▸ Job: Return every line of the entries below that contains the word "white", matching case exactly.

######

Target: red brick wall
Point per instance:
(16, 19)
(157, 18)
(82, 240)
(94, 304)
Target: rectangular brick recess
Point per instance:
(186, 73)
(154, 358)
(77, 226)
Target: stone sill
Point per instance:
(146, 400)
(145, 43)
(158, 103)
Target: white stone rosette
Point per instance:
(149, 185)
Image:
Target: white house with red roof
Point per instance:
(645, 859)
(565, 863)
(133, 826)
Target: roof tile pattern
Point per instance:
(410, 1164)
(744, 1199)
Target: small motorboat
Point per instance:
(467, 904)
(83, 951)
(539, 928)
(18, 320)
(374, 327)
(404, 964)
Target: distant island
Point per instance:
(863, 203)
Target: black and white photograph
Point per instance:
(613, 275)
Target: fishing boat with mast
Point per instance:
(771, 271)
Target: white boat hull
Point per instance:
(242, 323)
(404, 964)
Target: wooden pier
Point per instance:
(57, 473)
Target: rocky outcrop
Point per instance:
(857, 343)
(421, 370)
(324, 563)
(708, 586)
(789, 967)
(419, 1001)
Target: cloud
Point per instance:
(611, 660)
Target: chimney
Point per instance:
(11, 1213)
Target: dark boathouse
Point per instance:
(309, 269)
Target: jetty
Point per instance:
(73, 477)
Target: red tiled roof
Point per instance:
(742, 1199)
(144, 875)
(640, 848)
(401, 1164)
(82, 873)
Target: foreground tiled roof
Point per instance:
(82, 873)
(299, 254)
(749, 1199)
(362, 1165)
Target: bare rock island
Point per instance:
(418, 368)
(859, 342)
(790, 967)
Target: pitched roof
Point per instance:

######

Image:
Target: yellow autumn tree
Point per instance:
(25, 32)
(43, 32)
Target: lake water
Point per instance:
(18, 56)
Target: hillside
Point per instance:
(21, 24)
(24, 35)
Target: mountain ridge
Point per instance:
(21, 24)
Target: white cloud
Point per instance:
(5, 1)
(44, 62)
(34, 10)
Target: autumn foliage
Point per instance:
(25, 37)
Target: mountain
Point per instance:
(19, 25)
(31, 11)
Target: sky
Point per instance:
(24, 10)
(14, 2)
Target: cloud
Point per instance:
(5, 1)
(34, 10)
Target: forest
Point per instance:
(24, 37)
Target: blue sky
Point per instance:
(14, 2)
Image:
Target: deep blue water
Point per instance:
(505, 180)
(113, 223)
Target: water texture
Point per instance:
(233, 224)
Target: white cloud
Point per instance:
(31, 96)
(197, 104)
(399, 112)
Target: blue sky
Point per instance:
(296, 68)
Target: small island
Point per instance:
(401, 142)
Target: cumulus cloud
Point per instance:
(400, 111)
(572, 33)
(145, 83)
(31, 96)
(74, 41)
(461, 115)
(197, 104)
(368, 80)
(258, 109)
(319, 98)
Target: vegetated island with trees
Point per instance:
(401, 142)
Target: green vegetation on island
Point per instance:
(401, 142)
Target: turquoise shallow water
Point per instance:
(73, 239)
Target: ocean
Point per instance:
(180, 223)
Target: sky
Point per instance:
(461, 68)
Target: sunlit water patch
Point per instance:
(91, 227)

######

▸ Exercise output:
Target: white stone rosette
Target: white house with red roof
Target: black and white photograph
Target: white boat hull
Target: white cloud
Target: white cloud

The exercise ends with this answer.